→ SET EXERCISE
Format the lines of the listing as a JSON list of strings, one string per line, from the line containing "grassy hillside -> trace every instance" through the end of the listing, both ends included. Leave out blank lines and pictures.

[Records from a collection]
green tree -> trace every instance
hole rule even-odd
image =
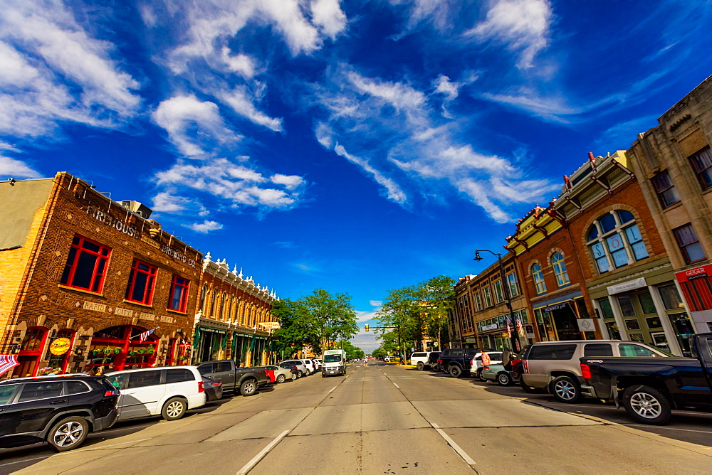
[[[426,333],[438,342],[439,348],[448,336],[448,313],[455,304],[455,284],[450,277],[439,275],[419,283],[414,290]]]
[[[332,295],[323,289],[315,289],[310,295],[299,299],[300,304],[311,316],[318,341],[314,351],[321,353],[337,340],[347,340],[358,333],[356,311],[347,294]]]

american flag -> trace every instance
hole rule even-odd
[[[153,332],[157,329],[153,329],[152,330],[149,330],[148,331],[144,331],[142,333],[138,336],[138,341],[140,341],[141,343],[143,343],[144,341],[146,341],[146,338],[147,338],[150,335],[152,335]]]
[[[517,319],[517,331],[519,332],[520,335],[524,336],[524,325],[522,324],[522,319],[520,319],[518,316],[517,316],[516,319]]]

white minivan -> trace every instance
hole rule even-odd
[[[207,400],[203,377],[195,366],[145,368],[105,375],[121,393],[117,420],[154,415],[175,420]]]

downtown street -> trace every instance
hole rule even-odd
[[[179,420],[119,422],[82,447],[0,450],[19,474],[597,474],[708,471],[712,414],[633,423],[470,378],[382,363],[226,396]]]

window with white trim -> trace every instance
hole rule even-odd
[[[593,222],[587,245],[600,274],[648,257],[633,213],[625,210],[607,213]]]
[[[537,295],[546,293],[546,284],[544,284],[544,272],[541,270],[541,266],[534,264],[531,267],[532,277],[534,279],[534,287],[536,287]]]
[[[569,273],[566,270],[566,262],[564,262],[564,255],[561,252],[555,252],[551,256],[551,267],[554,269],[554,275],[556,277],[556,284],[560,287],[568,285],[571,283],[569,280]]]

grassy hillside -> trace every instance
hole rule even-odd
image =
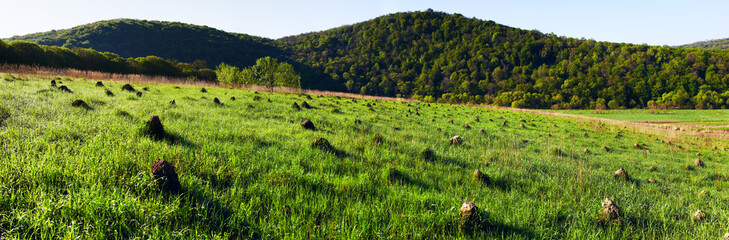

→ EXERCISE ANSWER
[
  "grassy hillside -> trace every instance",
  "hole rule even-odd",
  "image ="
]